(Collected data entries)
----------------------------------------

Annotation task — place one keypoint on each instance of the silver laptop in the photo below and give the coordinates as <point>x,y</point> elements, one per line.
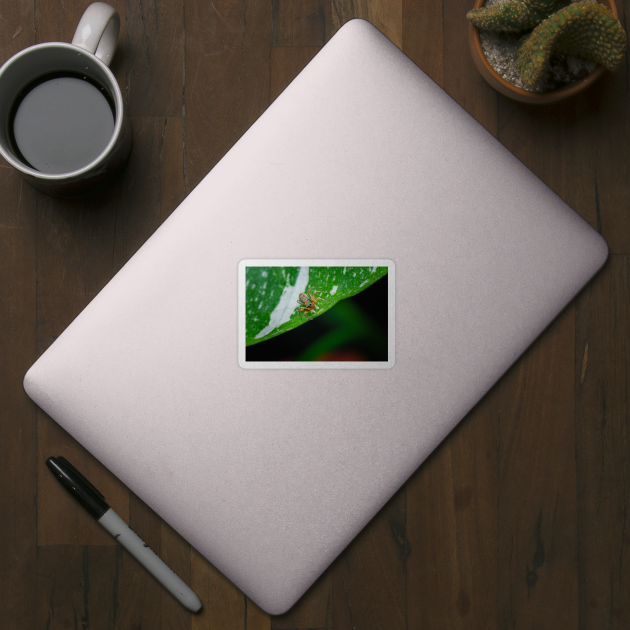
<point>270,473</point>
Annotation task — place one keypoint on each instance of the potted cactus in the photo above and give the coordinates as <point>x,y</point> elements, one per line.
<point>554,49</point>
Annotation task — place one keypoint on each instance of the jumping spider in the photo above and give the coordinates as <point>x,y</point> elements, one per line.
<point>308,300</point>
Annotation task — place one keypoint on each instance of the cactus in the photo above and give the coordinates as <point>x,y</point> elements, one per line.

----------------------------------------

▸ Directions for this task
Every entry above is to be transcribed exactly, with all pictures left out.

▸ Answer below
Annotation task — place one keypoint on each instance of the silver laptop in the photo below and give the coordinates as <point>x,y</point> elements, one per line.
<point>270,473</point>
Annotation task — place one keypoint on each instance of the potted cactus in the photo above and give the coordinates as <point>x,y</point> elements, one per line.
<point>554,49</point>
Annotation task — place one keypoint on each instance of the jumping spider in the photo above and give the coordinates as <point>x,y</point> elements, one per line.
<point>308,300</point>
Annotation task — place one keypoint on each instance of the cactus in the photo above and give the coordinates as <point>x,y</point> elements, one per line.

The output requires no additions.